■ Goal of the exercise:
Reproduce the entries below, starting at the first one and ending with the line that contains "178), (456, 210)]", adding 89 to every point coordinate in the answers. Omit the pictures.

==== Data excerpts ====

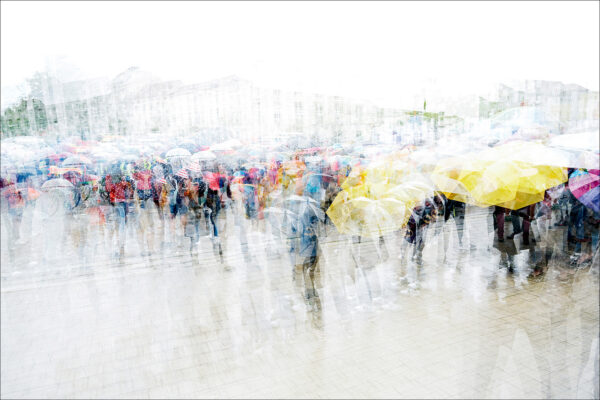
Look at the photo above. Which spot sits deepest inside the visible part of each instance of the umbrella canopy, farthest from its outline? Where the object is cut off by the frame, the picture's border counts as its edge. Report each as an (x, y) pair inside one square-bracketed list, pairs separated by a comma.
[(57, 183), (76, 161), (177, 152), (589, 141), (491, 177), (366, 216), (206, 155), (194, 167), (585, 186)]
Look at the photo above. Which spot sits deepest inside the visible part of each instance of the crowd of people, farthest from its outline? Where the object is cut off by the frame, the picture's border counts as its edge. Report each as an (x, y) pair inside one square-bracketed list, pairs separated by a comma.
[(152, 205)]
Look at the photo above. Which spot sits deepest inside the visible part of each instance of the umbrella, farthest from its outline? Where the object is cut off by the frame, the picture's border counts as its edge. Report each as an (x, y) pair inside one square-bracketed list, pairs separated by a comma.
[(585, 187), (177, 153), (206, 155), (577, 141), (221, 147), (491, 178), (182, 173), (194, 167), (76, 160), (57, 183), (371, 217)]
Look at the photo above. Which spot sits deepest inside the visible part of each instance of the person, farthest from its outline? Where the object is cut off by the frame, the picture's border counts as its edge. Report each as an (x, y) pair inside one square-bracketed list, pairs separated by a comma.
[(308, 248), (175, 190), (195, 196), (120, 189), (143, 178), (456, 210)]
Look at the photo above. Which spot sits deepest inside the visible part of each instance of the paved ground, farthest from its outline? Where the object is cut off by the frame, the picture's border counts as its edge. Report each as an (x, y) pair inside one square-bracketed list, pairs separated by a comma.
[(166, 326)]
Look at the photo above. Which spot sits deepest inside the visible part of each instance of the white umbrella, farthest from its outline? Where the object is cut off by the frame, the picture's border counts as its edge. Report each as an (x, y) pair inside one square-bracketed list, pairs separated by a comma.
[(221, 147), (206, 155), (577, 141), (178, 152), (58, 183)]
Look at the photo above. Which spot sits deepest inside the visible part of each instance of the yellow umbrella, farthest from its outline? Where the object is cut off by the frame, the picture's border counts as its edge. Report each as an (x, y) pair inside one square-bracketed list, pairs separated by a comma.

====

■ Written solution:
Look at the photo above. Which spot sits deepest inside the visible part of each instance of the umbrella canopy, farthest from its outline? Where the object is cut off by the frame, the picture's border counts as its edge. Report each as an (x, y) pair inside one square-bracketed list, pairs separated by a comma.
[(146, 272), (165, 250), (266, 241), (678, 230), (580, 266), (455, 305), (295, 244), (283, 256), (674, 275)]
Look at the photo above. Which spot sits deepest inside the visible part of each instance of the crowd of people, farthest from its outline? Where the object is cut off by the frame, the picture's border counts as its edge. Report each as an (x, y) pair inside one square-bracketed list, pairs separated by a comma.
[(241, 294)]
Look at the photo above. Which spot sits deepest inside the visible part of each instance of the umbrella, farthest from its outline? Where the object is cut off by the frame, the picture's border counts as its edge. Report each as an (x, y) pair inside one square-bracketed list, pairs separated by a comma.
[(674, 276), (266, 242), (295, 244), (666, 230), (310, 236), (580, 267), (271, 262), (283, 256), (165, 249), (146, 272), (460, 306)]
Look at the photo above. Which spot sits deepest inside the visible part of each instance of the person, farthest from its outline? Where the object is cut off by the frame, the picture's border counts as its edge. Report each as an (x, y) pair inside one square-bracketed list, pairs separated by a comma.
[(397, 337), (264, 279), (284, 285), (209, 278), (232, 267), (545, 299)]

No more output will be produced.